Outline entries for images:
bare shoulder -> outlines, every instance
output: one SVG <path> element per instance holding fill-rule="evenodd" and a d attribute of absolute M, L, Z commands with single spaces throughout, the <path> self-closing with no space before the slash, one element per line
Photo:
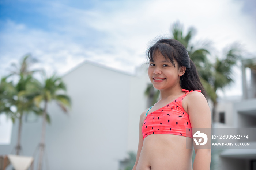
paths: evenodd
<path fill-rule="evenodd" d="M 193 91 L 189 93 L 184 99 L 187 104 L 200 104 L 207 103 L 206 99 L 202 93 L 199 91 Z"/>
<path fill-rule="evenodd" d="M 145 119 L 146 118 L 146 113 L 147 112 L 149 109 L 149 107 L 143 111 L 140 114 L 140 122 L 141 123 L 143 123 L 143 122 L 145 120 Z"/>

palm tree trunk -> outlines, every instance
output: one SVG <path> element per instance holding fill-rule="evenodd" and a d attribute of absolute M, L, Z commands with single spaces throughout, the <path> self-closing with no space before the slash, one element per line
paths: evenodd
<path fill-rule="evenodd" d="M 212 107 L 212 122 L 215 122 L 216 121 L 215 120 L 216 118 L 216 106 L 217 106 L 217 103 L 215 102 L 213 102 L 213 106 Z"/>
<path fill-rule="evenodd" d="M 43 125 L 42 128 L 41 142 L 39 144 L 39 160 L 38 160 L 38 170 L 41 170 L 43 163 L 43 157 L 45 149 L 45 127 L 46 126 L 46 114 L 47 107 L 47 102 L 45 100 L 44 108 L 43 115 Z"/>
<path fill-rule="evenodd" d="M 19 129 L 18 129 L 18 139 L 17 142 L 17 146 L 16 147 L 16 155 L 19 155 L 21 150 L 20 141 L 21 140 L 21 129 L 22 127 L 22 114 L 20 114 L 20 116 L 19 118 Z"/>

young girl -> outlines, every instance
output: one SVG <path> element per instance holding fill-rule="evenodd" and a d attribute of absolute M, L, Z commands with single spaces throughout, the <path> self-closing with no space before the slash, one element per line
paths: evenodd
<path fill-rule="evenodd" d="M 210 170 L 210 149 L 195 149 L 186 128 L 211 128 L 211 116 L 196 69 L 184 46 L 163 39 L 147 52 L 148 74 L 160 90 L 159 100 L 140 116 L 139 145 L 133 170 Z"/>

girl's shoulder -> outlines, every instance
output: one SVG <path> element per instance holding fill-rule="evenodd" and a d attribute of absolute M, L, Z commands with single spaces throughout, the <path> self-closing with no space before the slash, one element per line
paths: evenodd
<path fill-rule="evenodd" d="M 183 101 L 187 106 L 196 106 L 207 103 L 207 100 L 202 93 L 198 91 L 190 92 Z"/>

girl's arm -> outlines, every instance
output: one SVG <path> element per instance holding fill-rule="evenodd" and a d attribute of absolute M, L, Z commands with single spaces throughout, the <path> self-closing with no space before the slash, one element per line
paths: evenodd
<path fill-rule="evenodd" d="M 187 98 L 186 103 L 192 128 L 211 128 L 211 111 L 203 94 L 193 92 L 188 94 Z M 211 149 L 195 149 L 195 151 L 196 156 L 193 170 L 210 170 L 211 158 Z"/>
<path fill-rule="evenodd" d="M 143 145 L 143 137 L 142 136 L 142 121 L 143 120 L 143 118 L 144 116 L 146 114 L 146 112 L 147 110 L 143 112 L 140 115 L 140 123 L 139 126 L 139 145 L 138 145 L 138 149 L 137 151 L 137 156 L 136 157 L 136 161 L 135 162 L 135 164 L 133 166 L 133 168 L 132 169 L 132 170 L 136 170 L 136 168 L 137 167 L 137 164 L 138 163 L 138 161 L 139 161 L 139 158 L 140 157 L 140 151 L 141 151 L 141 149 L 142 148 L 142 145 Z"/>

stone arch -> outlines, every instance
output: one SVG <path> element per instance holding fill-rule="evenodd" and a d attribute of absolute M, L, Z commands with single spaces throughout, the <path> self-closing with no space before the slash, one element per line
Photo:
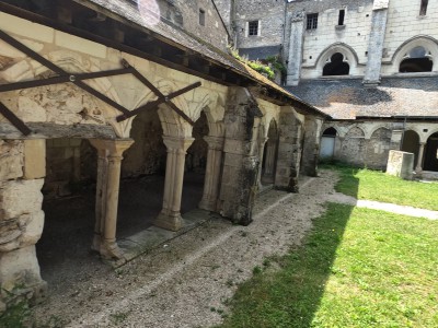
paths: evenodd
<path fill-rule="evenodd" d="M 320 157 L 331 159 L 335 155 L 336 141 L 338 132 L 334 127 L 327 127 L 321 137 Z"/>
<path fill-rule="evenodd" d="M 407 59 L 412 59 L 412 50 L 415 48 L 424 48 L 425 54 L 423 58 L 428 58 L 433 61 L 430 71 L 438 70 L 438 40 L 427 35 L 417 35 L 406 42 L 404 42 L 394 52 L 392 62 L 397 68 L 401 67 L 402 62 Z M 397 69 L 399 71 L 399 69 Z"/>
<path fill-rule="evenodd" d="M 418 161 L 418 147 L 419 147 L 419 134 L 413 130 L 408 129 L 403 132 L 401 151 L 413 153 L 415 156 L 414 163 Z"/>
<path fill-rule="evenodd" d="M 349 66 L 349 74 L 355 74 L 359 58 L 356 51 L 344 43 L 334 43 L 321 51 L 315 61 L 318 74 L 323 75 L 324 67 L 332 61 L 335 54 L 343 56 L 342 61 Z"/>
<path fill-rule="evenodd" d="M 424 141 L 427 141 L 427 140 L 431 137 L 431 134 L 435 134 L 435 133 L 438 133 L 438 128 L 430 130 L 430 131 L 426 134 L 426 137 L 424 138 Z M 420 138 L 420 141 L 422 141 L 422 138 Z"/>
<path fill-rule="evenodd" d="M 385 127 L 373 130 L 367 142 L 366 164 L 371 168 L 384 169 L 391 147 L 392 131 Z"/>
<path fill-rule="evenodd" d="M 333 54 L 332 57 L 327 59 L 322 70 L 323 77 L 348 75 L 348 74 L 349 74 L 348 61 L 341 52 Z"/>
<path fill-rule="evenodd" d="M 427 138 L 423 169 L 438 172 L 438 132 Z"/>
<path fill-rule="evenodd" d="M 176 87 L 173 83 L 169 81 L 160 81 L 158 87 L 161 93 L 170 94 L 175 91 Z M 188 115 L 189 108 L 188 103 L 183 96 L 177 96 L 172 99 L 181 110 Z M 187 122 L 180 114 L 173 110 L 165 103 L 159 106 L 158 115 L 161 120 L 161 126 L 163 128 L 164 136 L 175 137 L 175 138 L 191 138 L 192 137 L 192 126 Z M 200 110 L 199 110 L 200 116 Z M 193 119 L 193 117 L 191 117 Z"/>
<path fill-rule="evenodd" d="M 326 127 L 322 132 L 322 136 L 337 136 L 338 131 L 335 127 Z"/>
<path fill-rule="evenodd" d="M 364 165 L 364 156 L 366 150 L 365 132 L 358 126 L 353 126 L 341 145 L 341 161 L 361 166 Z"/>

THE EXERCISE: Copy out every item above character for character, omitting the pictures.

COMPLETE RESPONSE:
bare shoulder -> outlines, every instance
output: one SVG <path> element per instance holding fill-rule="evenodd" and a d attribute of absolute M, L, Z commands with single spaces throughout, the <path> self-closing with no space before the slash, one element per line
Photo:
paths: evenodd
<path fill-rule="evenodd" d="M 193 91 L 189 93 L 184 99 L 187 104 L 200 104 L 207 103 L 206 99 L 202 93 L 199 91 Z"/>
<path fill-rule="evenodd" d="M 145 119 L 146 118 L 146 113 L 147 112 L 149 109 L 149 107 L 143 111 L 140 114 L 140 122 L 141 123 L 143 123 L 143 122 L 145 120 Z"/>

palm tree trunk -> outlines, every instance
output: one SVG <path> element per instance holding fill-rule="evenodd" and a d attribute of absolute M, L, Z commands with single spaces throughout, the <path> self-closing with no space before the slash, one element per line
paths: evenodd
<path fill-rule="evenodd" d="M 212 107 L 212 122 L 215 122 L 216 121 L 215 120 L 216 118 L 216 106 L 217 106 L 217 103 L 215 102 L 213 102 L 213 106 Z"/>
<path fill-rule="evenodd" d="M 43 125 L 42 128 L 41 142 L 39 144 L 39 160 L 38 160 L 38 170 L 41 170 L 43 163 L 43 157 L 45 149 L 45 127 L 46 126 L 46 114 L 47 107 L 47 102 L 45 100 L 44 108 L 43 115 Z"/>
<path fill-rule="evenodd" d="M 19 129 L 18 129 L 18 139 L 17 142 L 17 146 L 16 147 L 16 155 L 19 155 L 21 150 L 20 141 L 21 140 L 21 129 L 22 127 L 22 114 L 20 114 L 20 116 L 19 118 Z"/>

young girl -> outlines, every instance
output: one SVG <path> element per instance holding fill-rule="evenodd" and a d attribute of absolute M, L, Z commands with single spaces throughout, the <path> self-closing with no space before the slash, one element per line
paths: evenodd
<path fill-rule="evenodd" d="M 210 170 L 210 149 L 195 149 L 186 128 L 211 128 L 211 116 L 196 69 L 184 46 L 163 39 L 147 52 L 148 74 L 160 90 L 159 100 L 140 116 L 139 145 L 133 170 Z"/>

girl's shoulder -> outlines, every instance
output: one SVG <path> element per instance holding fill-rule="evenodd" and a d attribute of absolute M, L, Z commands with single spaces throughout, the <path> self-closing with no space before the slash, one element per line
paths: evenodd
<path fill-rule="evenodd" d="M 183 101 L 187 106 L 196 106 L 207 103 L 207 100 L 202 93 L 198 91 L 190 92 Z"/>

girl's arm -> outlines, every instance
output: one SVG <path> element per instance holding fill-rule="evenodd" and a d attribute of absolute M, L, Z commands with single spaces throughout, the <path> self-closing with no space before the slash, one element per line
paths: evenodd
<path fill-rule="evenodd" d="M 187 98 L 186 103 L 192 128 L 211 128 L 211 111 L 203 94 L 193 92 L 188 94 Z M 211 149 L 195 149 L 195 151 L 196 156 L 193 170 L 210 170 L 211 158 Z"/>
<path fill-rule="evenodd" d="M 143 145 L 143 137 L 142 136 L 142 121 L 143 120 L 143 118 L 144 116 L 146 114 L 146 112 L 147 110 L 143 112 L 140 115 L 140 123 L 139 126 L 139 145 L 138 145 L 138 149 L 137 151 L 137 156 L 136 157 L 136 161 L 135 162 L 135 164 L 133 166 L 133 168 L 132 169 L 132 170 L 136 170 L 136 168 L 137 167 L 137 164 L 138 163 L 138 161 L 139 161 L 139 158 L 140 157 L 140 151 L 141 151 L 141 149 L 142 148 L 142 145 Z"/>

stone arch -> outlines, every instance
output: one SVG <path> element per instance holding fill-rule="evenodd" and a d attribute of absolute M, L, Z commands with single spaces throughout, the <path> self-closing with no space before the slash, one element per line
Photo:
paths: evenodd
<path fill-rule="evenodd" d="M 320 157 L 331 159 L 335 155 L 336 141 L 338 132 L 334 127 L 327 127 L 321 137 Z"/>
<path fill-rule="evenodd" d="M 407 59 L 412 59 L 412 50 L 415 48 L 424 48 L 425 54 L 423 58 L 428 58 L 433 61 L 430 71 L 438 70 L 438 40 L 427 35 L 417 35 L 406 42 L 404 42 L 394 52 L 392 62 L 397 68 L 401 67 L 402 62 Z M 397 69 L 399 71 L 399 69 Z"/>
<path fill-rule="evenodd" d="M 418 161 L 418 147 L 419 147 L 419 134 L 413 130 L 408 129 L 403 132 L 401 151 L 413 153 L 415 156 L 414 163 Z"/>
<path fill-rule="evenodd" d="M 349 66 L 349 74 L 355 74 L 359 58 L 356 51 L 344 43 L 334 43 L 321 51 L 315 61 L 318 74 L 323 75 L 324 67 L 332 61 L 335 54 L 343 56 L 342 61 Z"/>
<path fill-rule="evenodd" d="M 424 141 L 427 141 L 427 140 L 431 137 L 431 134 L 435 134 L 435 133 L 438 133 L 438 128 L 430 130 L 430 131 L 426 134 L 426 137 L 424 138 Z M 420 138 L 420 141 L 422 141 L 422 138 Z"/>
<path fill-rule="evenodd" d="M 385 127 L 373 130 L 367 142 L 366 164 L 371 168 L 384 169 L 391 147 L 392 131 Z"/>
<path fill-rule="evenodd" d="M 333 54 L 332 57 L 327 59 L 322 70 L 323 77 L 348 75 L 348 74 L 349 74 L 348 61 L 341 52 Z"/>
<path fill-rule="evenodd" d="M 427 138 L 423 169 L 438 172 L 438 132 Z"/>
<path fill-rule="evenodd" d="M 176 87 L 173 83 L 169 81 L 160 81 L 158 87 L 161 93 L 170 94 L 175 91 Z M 188 115 L 189 108 L 188 103 L 183 96 L 177 96 L 172 99 L 181 110 Z M 187 122 L 180 114 L 173 110 L 165 103 L 159 106 L 158 115 L 161 120 L 161 126 L 163 128 L 164 136 L 175 137 L 175 138 L 191 138 L 192 137 L 192 126 Z M 200 110 L 199 110 L 200 116 Z M 193 119 L 193 117 L 191 117 Z"/>
<path fill-rule="evenodd" d="M 326 127 L 322 132 L 322 136 L 337 136 L 338 131 L 335 127 Z"/>
<path fill-rule="evenodd" d="M 364 165 L 364 156 L 366 150 L 365 132 L 358 126 L 353 126 L 341 145 L 341 161 L 361 166 Z"/>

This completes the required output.